Output the whole listing below exactly, omitting the images.

----

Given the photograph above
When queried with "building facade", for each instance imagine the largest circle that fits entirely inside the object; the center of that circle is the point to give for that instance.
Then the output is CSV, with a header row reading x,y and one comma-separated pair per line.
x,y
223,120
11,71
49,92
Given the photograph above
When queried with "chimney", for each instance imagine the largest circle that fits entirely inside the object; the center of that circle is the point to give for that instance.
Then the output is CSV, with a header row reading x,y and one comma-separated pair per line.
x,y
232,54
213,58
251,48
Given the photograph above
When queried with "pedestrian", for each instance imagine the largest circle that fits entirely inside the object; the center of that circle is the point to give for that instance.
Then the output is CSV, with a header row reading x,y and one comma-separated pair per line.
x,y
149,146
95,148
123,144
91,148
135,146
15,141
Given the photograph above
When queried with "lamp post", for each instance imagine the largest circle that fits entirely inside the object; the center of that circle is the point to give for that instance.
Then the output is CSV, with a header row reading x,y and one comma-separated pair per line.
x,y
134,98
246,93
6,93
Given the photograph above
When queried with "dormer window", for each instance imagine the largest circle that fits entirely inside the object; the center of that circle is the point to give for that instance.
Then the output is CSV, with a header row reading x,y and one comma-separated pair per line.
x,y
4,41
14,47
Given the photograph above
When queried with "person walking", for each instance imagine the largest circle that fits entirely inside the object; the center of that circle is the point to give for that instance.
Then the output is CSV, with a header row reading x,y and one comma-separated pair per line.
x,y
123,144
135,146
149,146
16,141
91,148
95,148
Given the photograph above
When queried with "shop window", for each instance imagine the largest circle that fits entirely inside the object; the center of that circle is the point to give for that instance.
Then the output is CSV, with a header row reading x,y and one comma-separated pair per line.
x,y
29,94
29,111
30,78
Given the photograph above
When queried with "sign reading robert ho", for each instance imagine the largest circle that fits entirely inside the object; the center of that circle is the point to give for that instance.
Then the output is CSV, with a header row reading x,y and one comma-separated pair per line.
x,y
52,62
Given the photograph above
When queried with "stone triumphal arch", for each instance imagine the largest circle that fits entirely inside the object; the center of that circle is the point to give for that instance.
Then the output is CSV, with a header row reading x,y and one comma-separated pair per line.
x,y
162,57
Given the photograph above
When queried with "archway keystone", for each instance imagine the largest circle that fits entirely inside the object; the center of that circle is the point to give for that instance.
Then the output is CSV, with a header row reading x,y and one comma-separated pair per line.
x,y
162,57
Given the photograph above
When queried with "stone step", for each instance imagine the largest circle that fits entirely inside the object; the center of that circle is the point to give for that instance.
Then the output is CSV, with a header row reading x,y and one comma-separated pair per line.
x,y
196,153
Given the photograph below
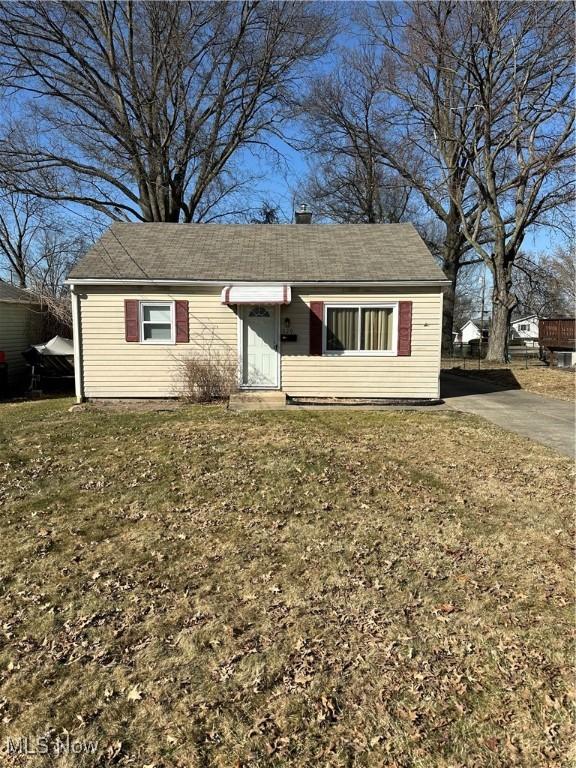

----

- ANSWER AREA:
Given the photograph above
When queried with "building facade", for each instance imagine the largest circle that fits entirely inside the object; the center of that circle is the point to give for that instance.
Then the output is CSV, with a header row reading x,y and one comma-separated pair per line.
x,y
223,120
11,71
49,92
Given the photograph above
When queried with "chimney", for each instance imagine the largest circle that fits entirely inside the object; the center of that circle is the point to give for that instance.
Then the output is CSV, with a header row reading x,y and one comma-separated pair per line.
x,y
232,54
213,58
251,48
Given the photograph above
When queried with "pedestrian", for each instance imagine the largest circle that fits entirely inside the object; the center of that circle is the point to give for that instance.
Then the output is CSV, with a header row reading x,y and one comma-separated pair per line.
x,y
149,146
95,148
123,144
91,148
135,146
15,141
Given the photograph above
When queried with "lamp post", for each instance imagine the largest circle that fits entirely inside the object; the center of that circle is the point to give for that instance.
Then the output is CSV, with a header row reading x,y and one comma-separated pair per line.
x,y
134,98
246,93
6,93
Given the photograph above
When queried with "dormer window", for each instance imagine the largest circle that fits entirely inside the object; the center of that circle is the point to give for that instance.
Then the output is CSV, with a header row reading x,y and one comma-separated pair per line.
x,y
4,41
14,47
Given the photograph above
When queried with "person walking", for each instance imagine the largest circle that fits entirely inside the object; the center of that circle is the point to give for that instance.
Then the output is CSV, with a header row reading x,y and one comma-separated pair per line.
x,y
123,144
135,146
149,146
16,141
91,148
95,148
Given the photograph above
When queried with "shop window", for each instance imagine the largest circle that fits entirely inside the object; the center of that circle is the point to give for that instance.
Then the output is CSV, with a header row reading x,y and one comma-separated pair per line.
x,y
29,94
29,111
30,78
Given the photograph above
When queried with "sign reading robert ho", for each instance imagine the largest circle that fits entirely inside the object; the center of that circle is the point to give for that instance.
Then the output is CSV, with a header row reading x,y and one comma-separated pair per line.
x,y
52,62
Given the photograph above
When queried with "stone triumphal arch", for each instance imagine the largest circle that fits entirely inside the object; the center of that circle is the point to give for that instance.
Then the output is CSV, with a header row reading x,y and one comma-separated pair per line.
x,y
162,57
Given the photograph above
When queried with "archway keystone", for each instance imagine the largest circle that fits entirely inside the object; the center of that circle is the point to give for that instance.
Then the output is CSV, with a header row reading x,y and one comma-separated pair per line.
x,y
162,57
Given the photograph above
When queried with "stone step", for each instance imagine the largest circle that fits entirely inside the object; the center of that circle is the point to give for that instance.
Then the output is CSV, with a header row reading x,y and one comma-separated pair per line.
x,y
196,153
Given the photograph below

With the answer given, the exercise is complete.